- **Assignment**
From the line with "Would you mind pointing out the wooden table" to the last line of the data below, repeat every line exactly and add nothing.

Natural-language object grounding data

★ ★ ★

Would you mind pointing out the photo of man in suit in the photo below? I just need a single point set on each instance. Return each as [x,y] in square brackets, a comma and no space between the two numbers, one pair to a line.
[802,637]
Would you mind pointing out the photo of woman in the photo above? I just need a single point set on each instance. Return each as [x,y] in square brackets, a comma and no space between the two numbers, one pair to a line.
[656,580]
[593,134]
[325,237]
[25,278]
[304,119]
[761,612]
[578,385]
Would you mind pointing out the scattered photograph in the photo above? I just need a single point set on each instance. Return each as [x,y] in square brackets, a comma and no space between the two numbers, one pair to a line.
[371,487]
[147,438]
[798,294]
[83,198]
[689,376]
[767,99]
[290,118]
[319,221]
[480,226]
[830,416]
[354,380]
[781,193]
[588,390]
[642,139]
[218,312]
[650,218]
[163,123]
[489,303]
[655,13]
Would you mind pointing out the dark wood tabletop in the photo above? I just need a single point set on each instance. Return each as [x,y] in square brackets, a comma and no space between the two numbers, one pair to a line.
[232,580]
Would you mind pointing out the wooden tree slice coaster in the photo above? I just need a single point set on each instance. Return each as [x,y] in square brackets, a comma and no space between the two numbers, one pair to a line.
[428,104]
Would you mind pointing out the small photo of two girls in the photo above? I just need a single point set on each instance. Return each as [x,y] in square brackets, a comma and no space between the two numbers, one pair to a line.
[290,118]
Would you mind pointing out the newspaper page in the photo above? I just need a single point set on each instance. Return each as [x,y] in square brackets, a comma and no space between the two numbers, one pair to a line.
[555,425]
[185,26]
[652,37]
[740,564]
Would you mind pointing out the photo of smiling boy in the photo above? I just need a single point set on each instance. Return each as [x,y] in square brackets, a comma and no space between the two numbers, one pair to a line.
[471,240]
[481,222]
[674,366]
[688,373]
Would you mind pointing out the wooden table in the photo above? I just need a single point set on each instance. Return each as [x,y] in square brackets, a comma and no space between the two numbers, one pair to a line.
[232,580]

★ ★ ★

- **Written solution**
Would you mind pointing out the wooden table in the photo above? I just need a single point set on each instance. Return each as [x,y] in square brackets, a comma and no space between the two numbers, one pair to a line.
[232,580]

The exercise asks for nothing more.